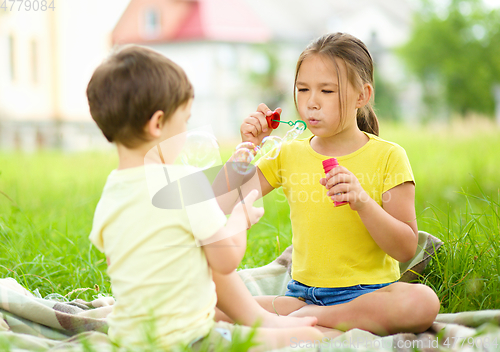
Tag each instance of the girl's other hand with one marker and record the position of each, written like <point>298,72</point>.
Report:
<point>343,186</point>
<point>254,128</point>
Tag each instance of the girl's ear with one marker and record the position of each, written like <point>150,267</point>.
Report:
<point>155,124</point>
<point>365,95</point>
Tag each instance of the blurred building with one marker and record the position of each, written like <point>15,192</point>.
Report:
<point>237,53</point>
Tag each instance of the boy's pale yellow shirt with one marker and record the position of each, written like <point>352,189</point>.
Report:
<point>159,277</point>
<point>331,246</point>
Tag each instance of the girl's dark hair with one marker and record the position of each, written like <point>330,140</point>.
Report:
<point>359,64</point>
<point>129,87</point>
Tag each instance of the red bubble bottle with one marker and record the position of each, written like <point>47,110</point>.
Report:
<point>329,164</point>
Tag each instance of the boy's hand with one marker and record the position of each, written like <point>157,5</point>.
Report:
<point>246,211</point>
<point>254,128</point>
<point>343,186</point>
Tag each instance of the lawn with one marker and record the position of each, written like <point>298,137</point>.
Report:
<point>47,201</point>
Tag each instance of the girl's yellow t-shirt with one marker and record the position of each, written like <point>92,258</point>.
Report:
<point>331,246</point>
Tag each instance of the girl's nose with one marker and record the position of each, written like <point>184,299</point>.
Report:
<point>312,103</point>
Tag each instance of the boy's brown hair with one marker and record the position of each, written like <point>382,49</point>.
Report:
<point>129,87</point>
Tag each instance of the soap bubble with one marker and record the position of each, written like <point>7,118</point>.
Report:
<point>243,156</point>
<point>201,150</point>
<point>296,131</point>
<point>271,146</point>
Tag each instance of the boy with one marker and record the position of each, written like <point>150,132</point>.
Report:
<point>160,277</point>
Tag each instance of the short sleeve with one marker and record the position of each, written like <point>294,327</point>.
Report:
<point>398,169</point>
<point>270,169</point>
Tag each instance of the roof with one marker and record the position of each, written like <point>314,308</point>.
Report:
<point>180,20</point>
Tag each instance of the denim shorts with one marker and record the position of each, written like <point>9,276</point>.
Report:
<point>329,296</point>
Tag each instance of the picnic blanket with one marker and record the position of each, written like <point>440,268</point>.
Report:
<point>30,323</point>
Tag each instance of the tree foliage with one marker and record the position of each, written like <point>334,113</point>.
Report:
<point>455,52</point>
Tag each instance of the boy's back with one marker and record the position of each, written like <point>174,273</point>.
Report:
<point>158,273</point>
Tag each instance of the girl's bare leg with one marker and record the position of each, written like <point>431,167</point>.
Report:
<point>236,304</point>
<point>400,307</point>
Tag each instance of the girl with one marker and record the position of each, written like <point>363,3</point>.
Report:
<point>345,259</point>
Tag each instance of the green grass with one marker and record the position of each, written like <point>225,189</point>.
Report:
<point>47,202</point>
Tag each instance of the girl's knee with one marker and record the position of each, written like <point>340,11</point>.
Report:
<point>423,305</point>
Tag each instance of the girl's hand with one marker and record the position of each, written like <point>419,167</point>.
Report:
<point>254,128</point>
<point>343,186</point>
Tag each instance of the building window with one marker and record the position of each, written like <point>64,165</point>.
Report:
<point>12,61</point>
<point>34,61</point>
<point>152,23</point>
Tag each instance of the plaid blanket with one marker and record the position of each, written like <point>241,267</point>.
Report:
<point>29,323</point>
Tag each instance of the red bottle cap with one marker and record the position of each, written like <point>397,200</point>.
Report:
<point>273,124</point>
<point>329,164</point>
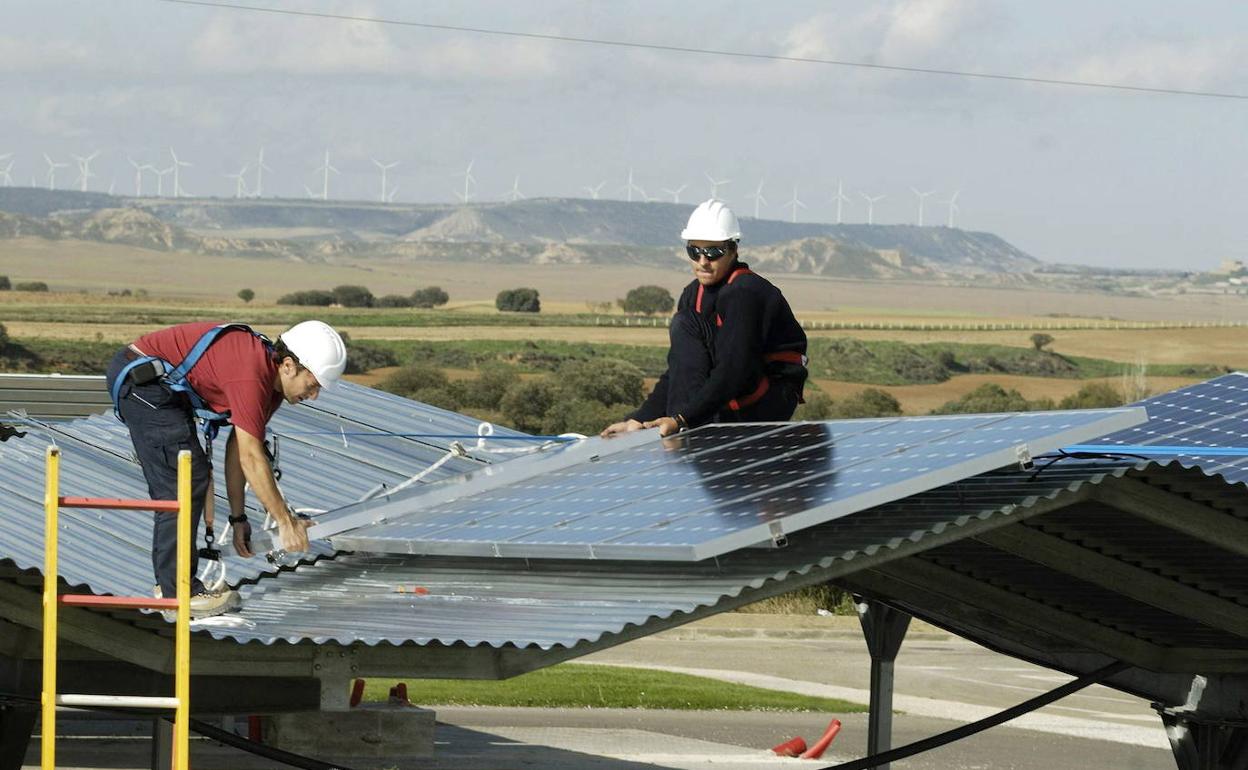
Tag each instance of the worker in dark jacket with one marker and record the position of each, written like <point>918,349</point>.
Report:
<point>738,353</point>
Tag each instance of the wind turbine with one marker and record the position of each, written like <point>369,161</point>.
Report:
<point>952,207</point>
<point>240,182</point>
<point>870,206</point>
<point>758,199</point>
<point>922,196</point>
<point>794,204</point>
<point>715,184</point>
<point>139,175</point>
<point>468,180</point>
<point>177,181</point>
<point>261,167</point>
<point>514,194</point>
<point>675,194</point>
<point>385,167</point>
<point>840,199</point>
<point>629,187</point>
<point>51,171</point>
<point>85,169</point>
<point>160,180</point>
<point>325,169</point>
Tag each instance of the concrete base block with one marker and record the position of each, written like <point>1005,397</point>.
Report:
<point>377,731</point>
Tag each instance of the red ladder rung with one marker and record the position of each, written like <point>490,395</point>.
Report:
<point>117,602</point>
<point>116,503</point>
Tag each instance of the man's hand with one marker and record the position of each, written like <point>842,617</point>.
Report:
<point>667,426</point>
<point>241,532</point>
<point>627,426</point>
<point>293,534</point>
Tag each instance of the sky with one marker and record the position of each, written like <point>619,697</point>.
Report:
<point>1080,175</point>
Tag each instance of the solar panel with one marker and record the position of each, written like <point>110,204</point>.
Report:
<point>1203,426</point>
<point>706,492</point>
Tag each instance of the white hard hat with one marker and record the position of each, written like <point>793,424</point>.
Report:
<point>711,221</point>
<point>318,348</point>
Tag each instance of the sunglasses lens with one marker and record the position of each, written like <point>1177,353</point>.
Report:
<point>698,252</point>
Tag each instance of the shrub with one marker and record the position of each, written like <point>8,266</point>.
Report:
<point>607,381</point>
<point>367,356</point>
<point>429,296</point>
<point>527,403</point>
<point>518,300</point>
<point>393,301</point>
<point>648,300</point>
<point>492,382</point>
<point>819,406</point>
<point>352,296</point>
<point>316,297</point>
<point>867,402</point>
<point>989,397</point>
<point>412,380</point>
<point>1092,396</point>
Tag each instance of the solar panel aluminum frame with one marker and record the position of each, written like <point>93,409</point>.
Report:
<point>769,533</point>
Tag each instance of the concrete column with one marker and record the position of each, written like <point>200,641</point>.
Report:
<point>884,629</point>
<point>1206,745</point>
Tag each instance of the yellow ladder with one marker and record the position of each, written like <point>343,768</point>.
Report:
<point>181,700</point>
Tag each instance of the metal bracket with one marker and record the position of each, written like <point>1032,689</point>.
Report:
<point>778,537</point>
<point>1023,453</point>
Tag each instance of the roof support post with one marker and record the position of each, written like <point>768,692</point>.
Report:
<point>884,629</point>
<point>16,721</point>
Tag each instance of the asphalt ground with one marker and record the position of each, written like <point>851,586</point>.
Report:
<point>941,682</point>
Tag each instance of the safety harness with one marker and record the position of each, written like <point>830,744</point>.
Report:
<point>175,377</point>
<point>794,357</point>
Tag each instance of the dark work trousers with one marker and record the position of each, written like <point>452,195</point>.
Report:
<point>161,424</point>
<point>690,361</point>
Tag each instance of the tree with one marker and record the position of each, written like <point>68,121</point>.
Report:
<point>867,402</point>
<point>429,296</point>
<point>393,301</point>
<point>527,403</point>
<point>1092,396</point>
<point>518,300</point>
<point>352,296</point>
<point>989,397</point>
<point>608,381</point>
<point>315,297</point>
<point>648,300</point>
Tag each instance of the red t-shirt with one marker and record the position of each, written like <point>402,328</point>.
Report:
<point>235,375</point>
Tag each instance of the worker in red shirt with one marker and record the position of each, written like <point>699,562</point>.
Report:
<point>224,373</point>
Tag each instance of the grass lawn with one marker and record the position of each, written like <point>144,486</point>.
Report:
<point>604,687</point>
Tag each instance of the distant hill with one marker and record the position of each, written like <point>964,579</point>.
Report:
<point>541,231</point>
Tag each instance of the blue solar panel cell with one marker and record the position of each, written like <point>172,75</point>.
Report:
<point>715,489</point>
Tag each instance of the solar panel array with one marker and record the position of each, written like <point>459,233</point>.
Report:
<point>714,489</point>
<point>1201,426</point>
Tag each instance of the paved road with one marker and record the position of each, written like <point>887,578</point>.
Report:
<point>941,682</point>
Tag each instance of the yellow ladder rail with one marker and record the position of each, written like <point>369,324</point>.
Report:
<point>181,700</point>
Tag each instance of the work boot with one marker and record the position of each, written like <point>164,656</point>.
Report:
<point>207,603</point>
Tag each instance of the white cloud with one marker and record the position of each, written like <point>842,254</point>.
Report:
<point>252,44</point>
<point>1192,64</point>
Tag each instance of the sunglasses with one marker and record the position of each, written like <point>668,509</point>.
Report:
<point>710,252</point>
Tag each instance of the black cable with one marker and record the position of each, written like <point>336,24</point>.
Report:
<point>949,736</point>
<point>205,729</point>
<point>679,49</point>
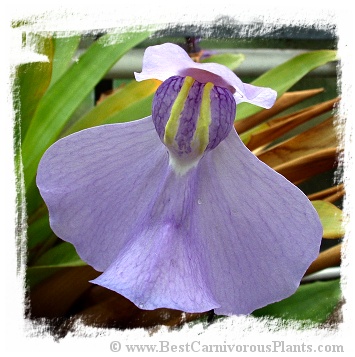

☆ ☆ ☆ ☆

## WHAT THE EXERCISE ASKS
Keep only the lines of the records that contain the string "blanket", matching case exactly, and copy each one out.

## REPLY TO THE EXERCISE
Tag each instance of the picnic blanket with one marker and record the position of each, written like <point>440,268</point>.
Tag each instance of the plaid blanket with one marker and record the position of each, written like <point>241,267</point>.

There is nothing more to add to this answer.